• **Selection**:
Researchers Use Multiplexing to Improve Quantum Memory Capacity
Researchers have built a quantum memory-enabled source of spatially structured nonclassical light, based on the principle of wavevector multiplexing. The high-capacity memory using laser-cooled atoms can store up to 665 quantum states of light simultaneously. According to researchers, their system has a larger capacity than any other existing quantum memory. The results of the research could lead to ways to further increase the capacity of quantum memory. Simultaneous processing of many qubits, key to efficient quantum parallel computation, could open up new possibilities in imaging and in communications.
This is a cooled and trapped cloud of cold atoms used to realize the quantum memory protocol. The atoms reside in the center of the vacuum chamber, around which the magnetic coils necessary to trap the atoms are visible. The blue color is caused by two near-infrared lasers illuminating the atoms and driving a two-photon transition, which results in spontaneous emission of visible blue light. Courtesy of FUW, Mateusz Mazelanik.
Researchers at the University of Warsaw built the quantum memory using spatial multiplexing aided by a single-photon resolved camera. Their setup contained a magneto-optical trap (MOT), where a group of rubidium atoms inside a glass vacuum chamber was trapped and cooled by lasers in the presence of a magnetic field to about 20 microkelvins.
The memory light-atoms interface was based on off-resonant light scattering. In the write-in process, the cloud of atoms was illuminated by a laser beam, resulting in photon scattering. Each scattered photon was emitted in a random direction and registered on the single-photon sensitive camera.

• **Your goal**:
In the article on quantum memory capacity, to about what temperature were the rubidium atoms cooled? The entries come from a separate source.

• **Material**:

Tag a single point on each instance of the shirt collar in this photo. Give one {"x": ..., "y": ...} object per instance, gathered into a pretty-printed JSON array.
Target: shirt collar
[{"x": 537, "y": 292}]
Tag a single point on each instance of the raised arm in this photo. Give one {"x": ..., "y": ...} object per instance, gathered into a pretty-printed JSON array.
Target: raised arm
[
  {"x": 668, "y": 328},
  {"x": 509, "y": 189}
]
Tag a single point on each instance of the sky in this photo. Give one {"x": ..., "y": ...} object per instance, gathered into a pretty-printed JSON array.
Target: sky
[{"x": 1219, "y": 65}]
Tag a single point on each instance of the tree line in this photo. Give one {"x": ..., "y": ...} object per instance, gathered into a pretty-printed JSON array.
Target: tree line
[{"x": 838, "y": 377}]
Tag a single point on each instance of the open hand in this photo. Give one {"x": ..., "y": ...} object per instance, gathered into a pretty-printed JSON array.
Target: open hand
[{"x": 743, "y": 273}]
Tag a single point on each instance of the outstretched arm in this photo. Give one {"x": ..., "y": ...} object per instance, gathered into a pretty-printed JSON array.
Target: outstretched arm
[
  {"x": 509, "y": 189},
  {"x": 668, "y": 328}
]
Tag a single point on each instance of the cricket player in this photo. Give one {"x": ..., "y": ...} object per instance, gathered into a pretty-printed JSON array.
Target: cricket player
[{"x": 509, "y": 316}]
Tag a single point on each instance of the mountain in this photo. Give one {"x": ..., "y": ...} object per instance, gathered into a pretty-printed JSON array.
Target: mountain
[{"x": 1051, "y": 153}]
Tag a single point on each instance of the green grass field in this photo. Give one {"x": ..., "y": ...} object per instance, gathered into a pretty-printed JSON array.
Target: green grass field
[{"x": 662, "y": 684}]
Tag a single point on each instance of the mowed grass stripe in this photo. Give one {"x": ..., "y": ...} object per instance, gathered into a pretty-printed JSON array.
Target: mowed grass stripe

• **Result of this exercise**:
About 20 microkelvins.